• [TEXTE FOURNI]:
Initiatives citoyennes pour lutter contre le chikungunya

’Comprendre la population pour la sensibiliser’

1er juin 2006

Que faire en attendant le centre de veille et de recherche pour bénéficier d’un système d’alerte réactif ? Jean Alain Cadet, membre du “Collectif Contre le chik” et initiateur du réseau citoyen “Vigichik”, pense qu’autorités et citoyens peuvent travailler main dans la main. Il y a des idées, il faut de la volonté et des moyens pour les concrétiser.

La mobilisation de toute une population est un objectif pour lutter contre l’épidémie. Son importance est souvent martelée, mais sa mise en application est encore abstraite. L’hiver austral appelle pourtant à la plus grande vigilance : de nouveaux cas sont recensés chaque semaine, le problème des déchets sauvages n’est pas réglé.

“Vigichik” : un projet approuvé

Depuis sa création officielle, le 16 mai dernier, le réseau citoyen de surveillance et d’alerte sanitaires “Vigichik” compte 100 observateurs qui font remonter, via le net, des informations de terrain utiles pour freiner la propagation de l’épidémie. "Le but est de mener "Vigichik" les autorités, être un relais, auprès des autorités, en leur signalant les gîtes potentiels, les nouveaux malades, ceux isolés, une reprise épidémique".
Jean-Alain Cadet compte sur l’adhésion d’au moins 1.000 Réunionnais pour couvrir l’ensemble du territoire, et ainsi fournir aux autorités des informations en temps réel. "La DRASS, qui doit piloter les secteurs d’intervention en fonction des signalements (et il semblerait qu’ils ne soient pas uniformes sur tout le territoire), a bien compris l’utilité de cet outil. Elle est en train de s’en saisir".

• [CONSIGNE]: Écrivez la suite de l'article sur les initiatives citoyennes contre le chikungunya, en reprenant après sa dernière phrase.

• [SECTION DES DONNÉES]:

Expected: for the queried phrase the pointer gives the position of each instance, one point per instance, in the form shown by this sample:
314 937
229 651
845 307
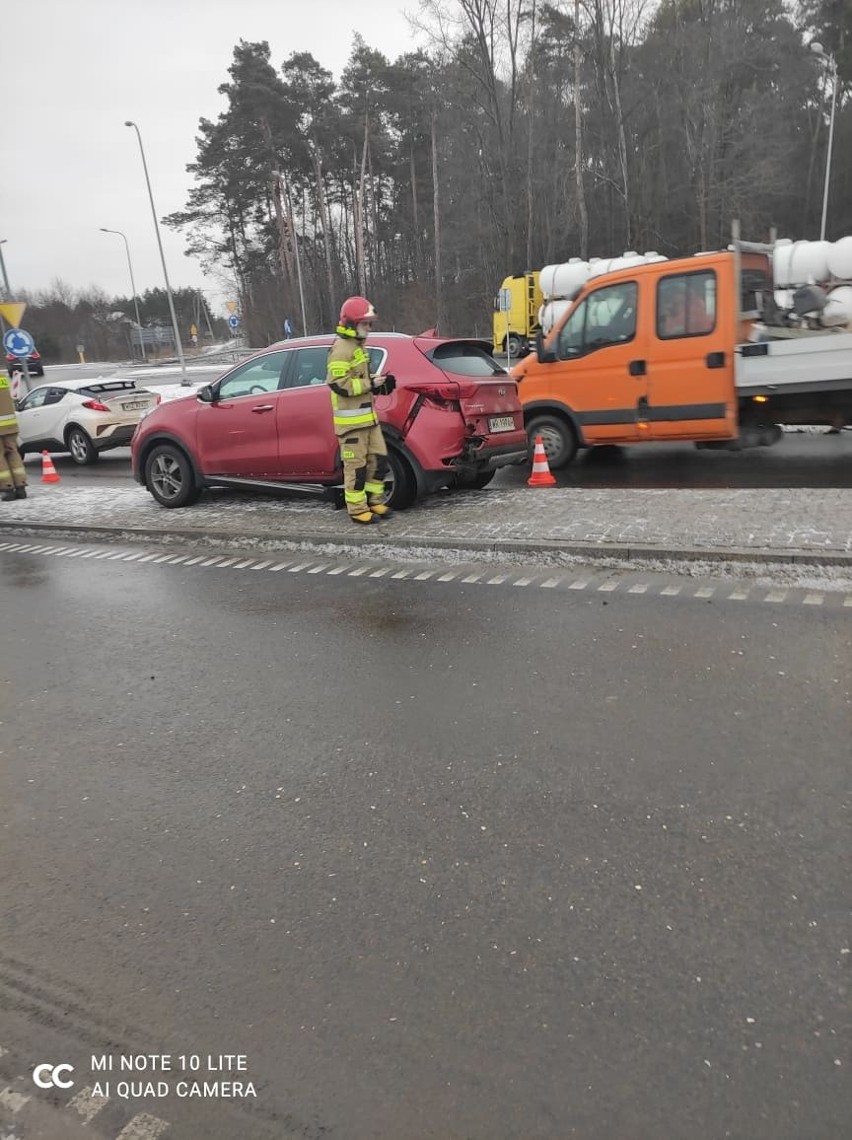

• [RÉPONSE RÉDIGÉE]:
Le ministre de la Santé, lors de son passage à La Réunion, a lui-même approuvé la démarche et envisagé d’éventuelles aides exceptionnelles. Mais en attendant, les associations membres du projet poursuivent leurs collectages, avec leurs propres moyens, sans outil de médiatisation susceptible de générer de nouvelles volontés. "Notre but n’est pas de nous substituer aux autorités, mais de les aider, de leur apporter notre regard de terrain pour qu’elles se saisissent de l’initiative". C’est aussi un moyen concret de faire participer la population à la lutte.

"Il faut un effort continu"

Les expérimentations au sein des quartiers menées en début d’année par “Collectif Contre le chik” (CCC) montrent également que la proximité est indispensable pour faire participer la population. "Les campagnes télé ont mobilisé beaucoup d’argent sans produire leur effet, constate le militant associatif pour qui, il faut mieux cerner et tenter de comprendre la population pour la sensibiliser. Sur les quartiers, la plus grosse difficulté n’est pas le travail avec la population, paradoxalement, mais le travail avec les "autorités". Les équipes municipales ont leur système de fonctionnement, elles ont du mal à s’adapter à un petit changement".
En répondant aux questions de la population, en instaurant des échanges ouverts, faisant de la prévention active, menant des opérations de nettoyage... "On va tous dans la même direction pour lutter contre le vecteur. C’est long, mais il faut un effort continu qui prenne en compte l’avis de la population". C’est ce que tente de faire entendre CCC aux autorités.

La piste Bio

Et CCC a d’autres projets en tête, d’autres pistes à explorer. Permettre à chaque foyer d’avoir des produits de lutte biologique, en vente libre, est l’une d’entre elles. L’association vérifie actuellement leur efficacité sur une ou deux maisons, un terrain infesté, avant d’essayer sur un plus large périmètre, à l’échelle d’une ville. "Nous avons tiré comme enseignement de nos précédentes expériences qu’il faut bien préparer les choses avec tous les acteurs. Il ne suffit pas d’avoir des idées, mais il faut que la population adhère et pour le cas, il faudra un maire qui s’inscrit dans la même dynamique d’initiative citoyenne. Si on s’y met tous, il n’y a aucune raison que cela ne marche pas".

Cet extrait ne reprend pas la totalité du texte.